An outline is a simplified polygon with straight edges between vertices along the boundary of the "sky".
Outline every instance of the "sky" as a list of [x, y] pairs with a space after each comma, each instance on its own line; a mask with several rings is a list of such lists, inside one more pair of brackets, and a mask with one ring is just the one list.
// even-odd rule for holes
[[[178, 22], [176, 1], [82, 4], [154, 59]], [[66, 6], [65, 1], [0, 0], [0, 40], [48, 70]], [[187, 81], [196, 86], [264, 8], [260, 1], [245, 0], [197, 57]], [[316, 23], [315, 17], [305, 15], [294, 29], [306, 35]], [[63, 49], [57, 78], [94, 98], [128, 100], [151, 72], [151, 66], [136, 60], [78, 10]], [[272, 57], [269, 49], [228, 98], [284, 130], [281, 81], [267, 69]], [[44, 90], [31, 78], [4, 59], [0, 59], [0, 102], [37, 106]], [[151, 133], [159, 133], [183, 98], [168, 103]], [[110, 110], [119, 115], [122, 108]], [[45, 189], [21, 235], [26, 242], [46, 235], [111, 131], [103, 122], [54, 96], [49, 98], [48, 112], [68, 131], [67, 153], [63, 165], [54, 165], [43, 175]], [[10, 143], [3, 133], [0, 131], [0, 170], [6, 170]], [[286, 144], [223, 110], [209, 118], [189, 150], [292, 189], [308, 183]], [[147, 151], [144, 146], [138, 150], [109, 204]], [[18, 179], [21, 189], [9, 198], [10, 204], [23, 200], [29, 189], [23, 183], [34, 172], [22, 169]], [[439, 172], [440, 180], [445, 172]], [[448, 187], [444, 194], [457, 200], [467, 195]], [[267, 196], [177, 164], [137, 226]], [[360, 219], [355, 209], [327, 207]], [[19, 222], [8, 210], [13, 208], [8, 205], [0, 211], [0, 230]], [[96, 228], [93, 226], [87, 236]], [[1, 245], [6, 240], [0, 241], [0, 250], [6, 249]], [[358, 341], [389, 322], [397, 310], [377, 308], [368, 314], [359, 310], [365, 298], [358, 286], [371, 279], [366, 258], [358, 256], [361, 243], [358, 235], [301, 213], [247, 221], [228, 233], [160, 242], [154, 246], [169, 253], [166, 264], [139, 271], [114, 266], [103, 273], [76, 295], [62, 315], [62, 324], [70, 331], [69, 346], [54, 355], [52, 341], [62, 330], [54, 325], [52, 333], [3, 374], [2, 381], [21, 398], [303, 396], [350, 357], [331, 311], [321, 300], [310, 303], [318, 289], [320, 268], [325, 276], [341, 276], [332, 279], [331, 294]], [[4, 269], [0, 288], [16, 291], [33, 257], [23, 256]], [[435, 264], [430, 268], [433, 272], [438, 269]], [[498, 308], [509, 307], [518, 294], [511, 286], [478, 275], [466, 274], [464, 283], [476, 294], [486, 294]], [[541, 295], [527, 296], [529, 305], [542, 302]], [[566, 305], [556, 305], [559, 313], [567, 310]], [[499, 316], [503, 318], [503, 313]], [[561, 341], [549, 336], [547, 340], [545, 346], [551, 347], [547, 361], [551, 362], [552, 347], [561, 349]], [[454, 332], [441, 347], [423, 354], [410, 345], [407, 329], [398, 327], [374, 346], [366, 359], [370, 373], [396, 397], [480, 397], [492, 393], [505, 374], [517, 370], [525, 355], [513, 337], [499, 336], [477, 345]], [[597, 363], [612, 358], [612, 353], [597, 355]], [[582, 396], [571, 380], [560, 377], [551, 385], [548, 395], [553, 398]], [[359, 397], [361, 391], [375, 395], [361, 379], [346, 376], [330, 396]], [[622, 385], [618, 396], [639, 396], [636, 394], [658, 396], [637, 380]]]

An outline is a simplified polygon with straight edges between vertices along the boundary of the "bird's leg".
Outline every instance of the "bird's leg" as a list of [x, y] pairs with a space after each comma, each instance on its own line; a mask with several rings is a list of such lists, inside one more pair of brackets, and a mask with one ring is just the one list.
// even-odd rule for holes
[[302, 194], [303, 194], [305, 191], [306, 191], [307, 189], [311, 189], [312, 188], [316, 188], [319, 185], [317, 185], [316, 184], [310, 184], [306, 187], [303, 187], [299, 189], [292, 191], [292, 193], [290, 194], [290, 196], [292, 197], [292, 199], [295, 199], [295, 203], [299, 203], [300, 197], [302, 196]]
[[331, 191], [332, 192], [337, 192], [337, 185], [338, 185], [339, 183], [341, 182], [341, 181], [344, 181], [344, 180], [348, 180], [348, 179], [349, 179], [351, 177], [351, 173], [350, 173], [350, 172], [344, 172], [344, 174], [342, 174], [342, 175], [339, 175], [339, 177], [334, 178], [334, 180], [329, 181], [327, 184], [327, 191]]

· · · · · · ·

◆ **YOUR INSTRUCTIONS**: Extract each line of the material exactly as it stands.

◆ **FINAL RESULT**:
An outline is a simplified polygon with straight edges between vertices along the boundary of the "sky".
Outline every instance of the "sky" as a list of [x, y] pairs with a space after each comma, each instance on its own line; a mask with several rings is a list of such lists, inside one more pair of brackets, and a mask with one ring is just the one list.
// even-odd rule for holes
[[[178, 22], [176, 1], [82, 4], [154, 59]], [[66, 6], [65, 1], [0, 0], [0, 40], [48, 70]], [[187, 81], [196, 86], [264, 8], [260, 1], [245, 0], [197, 57]], [[316, 23], [315, 17], [305, 15], [294, 29], [306, 35]], [[63, 49], [57, 78], [94, 98], [128, 100], [151, 72], [151, 66], [136, 60], [78, 10]], [[272, 57], [269, 49], [228, 98], [284, 130], [281, 81], [267, 69]], [[44, 90], [31, 78], [4, 59], [0, 59], [0, 102], [37, 106]], [[151, 133], [159, 133], [183, 98], [168, 103]], [[110, 110], [119, 115], [122, 108]], [[45, 189], [21, 235], [26, 242], [46, 235], [111, 131], [103, 122], [54, 96], [49, 98], [48, 112], [68, 131], [67, 153], [63, 165], [54, 165], [43, 175]], [[10, 143], [3, 133], [0, 131], [0, 170], [6, 170]], [[286, 144], [223, 110], [209, 118], [189, 150], [292, 189], [308, 183]], [[147, 151], [144, 146], [138, 150], [109, 204]], [[18, 179], [21, 189], [9, 198], [10, 204], [23, 200], [29, 189], [23, 183], [34, 172], [22, 169]], [[439, 172], [440, 180], [445, 172]], [[448, 187], [444, 194], [457, 200], [467, 195]], [[267, 196], [177, 164], [137, 226]], [[360, 219], [355, 209], [327, 207]], [[19, 222], [8, 210], [13, 208], [8, 205], [0, 211], [0, 230]], [[96, 228], [93, 226], [87, 236]], [[1, 245], [6, 240], [0, 241], [0, 250], [6, 249]], [[358, 341], [389, 322], [397, 310], [377, 308], [368, 314], [359, 310], [365, 298], [358, 286], [371, 279], [366, 258], [358, 256], [361, 243], [358, 235], [301, 213], [247, 221], [228, 233], [160, 242], [154, 246], [169, 253], [166, 264], [139, 271], [114, 266], [103, 273], [76, 295], [62, 315], [62, 324], [70, 331], [69, 346], [54, 355], [52, 341], [62, 330], [54, 325], [52, 333], [3, 374], [2, 381], [21, 398], [303, 396], [350, 357], [331, 311], [321, 300], [310, 303], [318, 289], [320, 268], [325, 276], [341, 276], [332, 279], [331, 294]], [[4, 269], [0, 288], [16, 291], [33, 257], [23, 256]], [[435, 264], [430, 268], [433, 272], [438, 269]], [[498, 308], [509, 307], [518, 294], [511, 286], [478, 275], [466, 274], [464, 283], [476, 294], [486, 294]], [[541, 295], [527, 296], [529, 305], [542, 302]], [[566, 305], [556, 305], [559, 313], [567, 310]], [[499, 316], [503, 318], [503, 313]], [[561, 341], [549, 336], [547, 340], [545, 346], [551, 347], [547, 361], [551, 362], [552, 347], [561, 349]], [[454, 332], [441, 347], [423, 354], [410, 345], [407, 329], [398, 327], [374, 346], [366, 359], [370, 373], [396, 397], [480, 397], [492, 393], [505, 374], [517, 370], [525, 355], [513, 337], [499, 336], [477, 345]], [[597, 363], [612, 358], [612, 353], [597, 355]], [[582, 396], [571, 380], [560, 377], [551, 385], [548, 395], [553, 398]], [[359, 397], [361, 391], [375, 395], [361, 379], [346, 376], [330, 396]], [[622, 385], [618, 396], [639, 396], [636, 394], [658, 396], [637, 380]]]

An outline is a simplified polygon with straight edges between vertices along the boundary of the "bird's leg".
Outline every instance of the "bird's leg" as a list of [x, y] pairs with a space after each comma, each instance on its own line; a mask with several rings is a list of such lists, inside one more pair of brackets, and a mask with one ring is just the one list.
// even-odd rule for holes
[[302, 194], [303, 194], [305, 191], [306, 191], [307, 189], [311, 189], [312, 188], [316, 188], [319, 185], [317, 185], [316, 184], [310, 184], [306, 187], [303, 187], [299, 189], [292, 191], [292, 193], [290, 194], [290, 196], [292, 197], [292, 199], [295, 199], [295, 203], [299, 203], [300, 197], [302, 196]]
[[331, 191], [332, 192], [337, 192], [337, 185], [338, 185], [339, 183], [341, 182], [341, 181], [344, 181], [344, 180], [348, 180], [348, 179], [349, 179], [351, 177], [351, 173], [350, 173], [350, 172], [344, 172], [344, 174], [342, 174], [342, 175], [339, 175], [339, 177], [334, 178], [334, 180], [329, 181], [327, 184], [327, 191]]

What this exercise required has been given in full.